*** Begin section ***

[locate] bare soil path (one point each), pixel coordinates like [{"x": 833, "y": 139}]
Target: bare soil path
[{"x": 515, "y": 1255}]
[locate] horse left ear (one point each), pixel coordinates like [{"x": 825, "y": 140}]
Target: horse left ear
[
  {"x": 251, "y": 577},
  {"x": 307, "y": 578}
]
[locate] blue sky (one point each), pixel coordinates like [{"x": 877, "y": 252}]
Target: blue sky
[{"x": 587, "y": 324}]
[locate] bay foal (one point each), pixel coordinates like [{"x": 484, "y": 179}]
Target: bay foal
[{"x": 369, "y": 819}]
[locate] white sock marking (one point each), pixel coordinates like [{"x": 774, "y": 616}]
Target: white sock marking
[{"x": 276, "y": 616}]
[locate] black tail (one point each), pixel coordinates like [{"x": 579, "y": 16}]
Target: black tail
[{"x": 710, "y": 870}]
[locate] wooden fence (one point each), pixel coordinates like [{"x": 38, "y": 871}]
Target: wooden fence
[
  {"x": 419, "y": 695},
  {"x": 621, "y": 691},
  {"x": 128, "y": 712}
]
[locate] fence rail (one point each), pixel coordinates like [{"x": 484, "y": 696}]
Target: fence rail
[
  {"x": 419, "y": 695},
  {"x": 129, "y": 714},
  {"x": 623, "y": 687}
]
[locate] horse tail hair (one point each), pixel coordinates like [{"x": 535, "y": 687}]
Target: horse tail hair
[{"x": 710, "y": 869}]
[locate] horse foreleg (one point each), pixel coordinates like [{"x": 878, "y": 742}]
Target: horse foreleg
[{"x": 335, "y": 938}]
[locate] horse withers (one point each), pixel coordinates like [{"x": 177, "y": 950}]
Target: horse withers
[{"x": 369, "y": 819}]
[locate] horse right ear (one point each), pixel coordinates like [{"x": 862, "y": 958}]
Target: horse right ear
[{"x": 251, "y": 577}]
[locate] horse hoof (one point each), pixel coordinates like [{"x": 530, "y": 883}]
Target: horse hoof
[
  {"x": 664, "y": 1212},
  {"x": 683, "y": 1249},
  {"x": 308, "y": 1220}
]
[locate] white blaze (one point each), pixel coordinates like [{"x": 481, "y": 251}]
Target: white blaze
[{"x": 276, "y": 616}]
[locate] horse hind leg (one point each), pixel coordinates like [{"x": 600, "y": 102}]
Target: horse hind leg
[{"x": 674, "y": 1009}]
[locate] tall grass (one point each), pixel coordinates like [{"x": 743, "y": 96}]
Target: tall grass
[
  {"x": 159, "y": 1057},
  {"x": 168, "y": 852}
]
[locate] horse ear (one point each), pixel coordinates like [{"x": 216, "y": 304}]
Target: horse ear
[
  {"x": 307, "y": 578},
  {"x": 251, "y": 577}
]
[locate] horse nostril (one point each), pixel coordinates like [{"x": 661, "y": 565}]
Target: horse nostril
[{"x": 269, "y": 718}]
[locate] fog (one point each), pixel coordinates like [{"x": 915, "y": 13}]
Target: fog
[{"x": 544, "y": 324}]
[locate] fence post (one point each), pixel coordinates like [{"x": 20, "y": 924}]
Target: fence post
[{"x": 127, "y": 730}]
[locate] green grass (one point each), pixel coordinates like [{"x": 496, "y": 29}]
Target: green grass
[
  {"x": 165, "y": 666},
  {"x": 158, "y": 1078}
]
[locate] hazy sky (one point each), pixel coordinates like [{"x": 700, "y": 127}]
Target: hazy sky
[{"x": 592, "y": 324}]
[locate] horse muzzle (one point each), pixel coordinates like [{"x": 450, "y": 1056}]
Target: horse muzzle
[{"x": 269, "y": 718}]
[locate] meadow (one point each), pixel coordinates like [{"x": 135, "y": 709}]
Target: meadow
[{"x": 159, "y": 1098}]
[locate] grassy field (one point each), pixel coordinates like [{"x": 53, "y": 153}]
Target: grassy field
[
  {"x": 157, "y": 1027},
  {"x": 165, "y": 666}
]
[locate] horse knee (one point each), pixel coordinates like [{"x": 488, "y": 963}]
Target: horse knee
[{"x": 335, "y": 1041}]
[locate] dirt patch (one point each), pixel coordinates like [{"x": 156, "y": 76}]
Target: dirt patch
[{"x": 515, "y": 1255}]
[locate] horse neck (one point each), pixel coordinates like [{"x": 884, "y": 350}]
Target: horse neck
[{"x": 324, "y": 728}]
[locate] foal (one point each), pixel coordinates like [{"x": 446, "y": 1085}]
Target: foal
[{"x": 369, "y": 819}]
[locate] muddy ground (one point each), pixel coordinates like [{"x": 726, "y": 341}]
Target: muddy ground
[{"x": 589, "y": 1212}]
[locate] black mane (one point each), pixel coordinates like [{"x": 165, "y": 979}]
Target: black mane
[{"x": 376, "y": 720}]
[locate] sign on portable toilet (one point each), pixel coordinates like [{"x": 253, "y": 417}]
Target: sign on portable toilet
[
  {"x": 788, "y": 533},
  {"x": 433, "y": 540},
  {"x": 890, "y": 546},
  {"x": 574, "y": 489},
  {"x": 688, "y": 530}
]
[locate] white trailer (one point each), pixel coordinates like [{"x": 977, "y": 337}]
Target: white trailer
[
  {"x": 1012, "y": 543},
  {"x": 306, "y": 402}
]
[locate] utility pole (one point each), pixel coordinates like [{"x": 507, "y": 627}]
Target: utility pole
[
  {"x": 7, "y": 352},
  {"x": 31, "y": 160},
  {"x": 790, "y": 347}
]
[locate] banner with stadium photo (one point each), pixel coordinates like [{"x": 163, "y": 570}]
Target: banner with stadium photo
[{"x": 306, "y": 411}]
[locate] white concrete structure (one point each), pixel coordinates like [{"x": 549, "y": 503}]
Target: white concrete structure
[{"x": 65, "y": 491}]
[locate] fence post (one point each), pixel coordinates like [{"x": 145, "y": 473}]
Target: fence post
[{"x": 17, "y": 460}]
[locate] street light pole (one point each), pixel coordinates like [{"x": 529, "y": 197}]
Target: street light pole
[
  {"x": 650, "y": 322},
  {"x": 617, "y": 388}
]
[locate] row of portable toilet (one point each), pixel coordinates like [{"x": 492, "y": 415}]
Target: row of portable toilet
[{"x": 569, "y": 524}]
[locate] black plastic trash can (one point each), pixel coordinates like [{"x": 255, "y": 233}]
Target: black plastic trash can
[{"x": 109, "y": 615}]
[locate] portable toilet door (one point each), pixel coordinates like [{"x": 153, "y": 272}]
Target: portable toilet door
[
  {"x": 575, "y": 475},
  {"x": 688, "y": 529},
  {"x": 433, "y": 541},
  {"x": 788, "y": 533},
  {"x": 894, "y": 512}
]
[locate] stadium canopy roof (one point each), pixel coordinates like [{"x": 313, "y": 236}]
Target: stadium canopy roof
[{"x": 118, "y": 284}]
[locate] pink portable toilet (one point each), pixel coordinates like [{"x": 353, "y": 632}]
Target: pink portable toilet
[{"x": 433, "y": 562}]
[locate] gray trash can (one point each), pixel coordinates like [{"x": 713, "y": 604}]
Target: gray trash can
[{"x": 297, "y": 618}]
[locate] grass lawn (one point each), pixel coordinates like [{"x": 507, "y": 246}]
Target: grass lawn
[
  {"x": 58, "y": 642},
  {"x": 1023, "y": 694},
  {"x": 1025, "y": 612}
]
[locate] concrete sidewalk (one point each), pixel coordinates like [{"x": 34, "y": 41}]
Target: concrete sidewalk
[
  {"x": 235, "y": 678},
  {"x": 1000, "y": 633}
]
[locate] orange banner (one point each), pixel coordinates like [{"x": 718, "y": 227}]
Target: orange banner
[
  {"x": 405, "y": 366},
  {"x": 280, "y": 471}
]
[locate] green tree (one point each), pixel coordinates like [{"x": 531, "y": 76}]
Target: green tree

*** End section ***

◆ WHAT THE EXERCISE ASKS
Please retype the data, matching it exactly.

◆ RESPONSE TO THE EXERCISE
[locate] bare soil path (one point each), pixel coordinates like [{"x": 833, "y": 139}]
Target: bare soil path
[{"x": 515, "y": 1255}]
[locate] horse left ear (one point each), pixel coordinates like [{"x": 825, "y": 140}]
Target: horse left ear
[
  {"x": 251, "y": 577},
  {"x": 307, "y": 578}
]
[locate] blue sky (one point each), pixel coordinates like [{"x": 877, "y": 252}]
Target: blue sky
[{"x": 587, "y": 324}]
[locate] bay foal (one point each), pixel coordinates like [{"x": 484, "y": 179}]
Target: bay foal
[{"x": 369, "y": 819}]
[locate] white sock marking (one point each), pixel coordinates like [{"x": 774, "y": 616}]
Target: white sock marking
[{"x": 276, "y": 616}]
[locate] black tail (one point each), pixel coordinates like [{"x": 579, "y": 16}]
Target: black tail
[{"x": 710, "y": 870}]
[locate] wooden fence (one point each), pixel coordinates like [{"x": 38, "y": 871}]
Target: wooden fence
[
  {"x": 419, "y": 695},
  {"x": 621, "y": 691},
  {"x": 128, "y": 712}
]
[locate] fence rail (one point each), pixel coordinates like [{"x": 484, "y": 696}]
Target: fence rail
[
  {"x": 419, "y": 695},
  {"x": 129, "y": 714},
  {"x": 623, "y": 687}
]
[locate] horse tail hair (one point each), pixel coordinates like [{"x": 535, "y": 687}]
Target: horse tail hair
[{"x": 710, "y": 869}]
[locate] horse foreleg (one point each), pixel coordinates like [{"x": 878, "y": 742}]
Target: horse foreleg
[{"x": 335, "y": 938}]
[locate] horse withers (one point each), pixel coordinates like [{"x": 177, "y": 950}]
Target: horse withers
[{"x": 369, "y": 819}]
[locate] horse right ear (one point each), pixel coordinates like [{"x": 862, "y": 958}]
Target: horse right ear
[{"x": 251, "y": 577}]
[locate] horse hoof (one point each), pixel coordinates like [{"x": 530, "y": 883}]
Target: horse hoof
[
  {"x": 664, "y": 1212},
  {"x": 683, "y": 1249},
  {"x": 308, "y": 1220}
]
[locate] white blaze (one point each), pixel coordinates like [{"x": 481, "y": 251}]
Target: white blaze
[{"x": 276, "y": 616}]
[locate] horse hind leg (one point each), pixel coordinates like [{"x": 600, "y": 102}]
Target: horse hind leg
[{"x": 674, "y": 1009}]
[locate] tall grass (one point each), pixel coordinates like [{"x": 743, "y": 96}]
Target: tall grass
[
  {"x": 159, "y": 1057},
  {"x": 168, "y": 852}
]
[locate] horse ear (one point each), pixel coordinates like [{"x": 216, "y": 304}]
Target: horse ear
[
  {"x": 307, "y": 578},
  {"x": 251, "y": 577}
]
[locate] horse nostril (one point each), pixel coordinates like [{"x": 661, "y": 565}]
Target: horse nostril
[{"x": 269, "y": 718}]
[locate] fog (one point each), pixel coordinates like [{"x": 915, "y": 13}]
Target: fog
[{"x": 544, "y": 324}]
[locate] fence post (one point each), pixel coordinates like [{"x": 20, "y": 924}]
Target: fence post
[{"x": 127, "y": 730}]
[locate] green grass (one point each), pixel coordinates like [{"x": 496, "y": 29}]
Target: green grass
[
  {"x": 165, "y": 666},
  {"x": 158, "y": 1078}
]
[locate] hazy sky (one point each), pixel coordinates like [{"x": 700, "y": 127}]
Target: hazy sky
[{"x": 592, "y": 324}]
[locate] horse muzzle (one point each), pixel coordinates like [{"x": 450, "y": 1056}]
Target: horse muzzle
[{"x": 269, "y": 718}]
[locate] meadow (one point each), pixel coordinates like [{"x": 135, "y": 709}]
Target: meadow
[{"x": 159, "y": 1098}]
[locate] grassy field (one point each), pixel coordinates like [{"x": 53, "y": 153}]
Target: grassy field
[
  {"x": 157, "y": 1027},
  {"x": 165, "y": 666}
]
[locate] horse knee (one point each), pixel coordinates like [{"x": 488, "y": 963}]
Target: horse knee
[{"x": 335, "y": 1041}]
[locate] dirt patch (one point each), pixel coordinates like [{"x": 156, "y": 76}]
Target: dirt patch
[{"x": 515, "y": 1255}]
[locate] horse neck (one point each), pixel coordinates like [{"x": 884, "y": 350}]
Target: horse neck
[{"x": 324, "y": 728}]
[locate] foal (one point each), pixel coordinates like [{"x": 446, "y": 1085}]
Target: foal
[{"x": 369, "y": 819}]
[locate] muddy ground (one point each), pixel coordinates like [{"x": 726, "y": 341}]
Target: muddy ground
[{"x": 589, "y": 1212}]
[locate] black mane (one point each), pixel coordinates like [{"x": 165, "y": 979}]
Target: black mane
[{"x": 376, "y": 720}]
[locate] sign on portable toilet (one point each), pixel coordinates like [{"x": 253, "y": 417}]
Target: sign on portable toilet
[
  {"x": 788, "y": 533},
  {"x": 433, "y": 540},
  {"x": 890, "y": 546},
  {"x": 574, "y": 489},
  {"x": 688, "y": 530}
]
[locate] white trailer (one point each), pixel coordinates like [{"x": 977, "y": 337}]
Target: white trailer
[
  {"x": 1012, "y": 543},
  {"x": 306, "y": 402}
]
[locate] utility pole (one point each), pixel coordinates like [{"x": 507, "y": 627}]
Target: utility pole
[
  {"x": 7, "y": 352},
  {"x": 31, "y": 160},
  {"x": 790, "y": 347}
]
[locate] banner with stadium photo (one point each), pixel coordinates like [{"x": 163, "y": 570}]
Target: banner with stadium photo
[{"x": 306, "y": 411}]
[locate] white concrete structure (one point each), pixel coordinates like [{"x": 549, "y": 503}]
Target: white concrete structure
[{"x": 65, "y": 491}]
[locate] fence post (one point each), pixel coordinates like [{"x": 145, "y": 473}]
Target: fence post
[{"x": 17, "y": 460}]
[locate] street light pole (one point each), pixel coordinates like [{"x": 529, "y": 197}]
Target: street light pole
[
  {"x": 650, "y": 322},
  {"x": 617, "y": 388}
]
[locate] row of portable toilet (one point each), pixel coordinates like [{"x": 492, "y": 415}]
Target: row of portable toilet
[{"x": 569, "y": 524}]
[locate] black plastic trash can (one point each), pixel coordinates like [{"x": 255, "y": 233}]
Target: black plastic trash can
[{"x": 109, "y": 615}]
[locate] portable toilet door (one point each), pixel coordinates like [{"x": 153, "y": 272}]
Target: portable toilet door
[
  {"x": 575, "y": 475},
  {"x": 688, "y": 529},
  {"x": 433, "y": 541},
  {"x": 788, "y": 533},
  {"x": 894, "y": 512}
]
[locate] stadium canopy roof (one point each), pixel coordinates like [{"x": 313, "y": 236}]
Target: stadium canopy roof
[{"x": 118, "y": 284}]
[locate] pink portable toilet (one point each), pixel coordinates like [{"x": 353, "y": 632}]
Target: pink portable toilet
[{"x": 433, "y": 562}]
[locate] gray trash can (one point each), pixel coordinates like [{"x": 713, "y": 604}]
Target: gray trash can
[{"x": 297, "y": 618}]
[locate] grass lawn (one point each), pixel coordinates like [{"x": 507, "y": 246}]
Target: grass lawn
[
  {"x": 58, "y": 642},
  {"x": 1023, "y": 694},
  {"x": 1025, "y": 612}
]
[locate] concrete sidewalk (one point each), pixel coordinates like [{"x": 34, "y": 41}]
Target: concrete sidewalk
[
  {"x": 235, "y": 678},
  {"x": 1000, "y": 633}
]
[locate] orange banner (one point each), pixel coordinates like [{"x": 718, "y": 227}]
Target: orange banner
[
  {"x": 405, "y": 366},
  {"x": 280, "y": 471}
]
[locate] green tree (one point each), pixel coordinates like [{"x": 531, "y": 76}]
Target: green tree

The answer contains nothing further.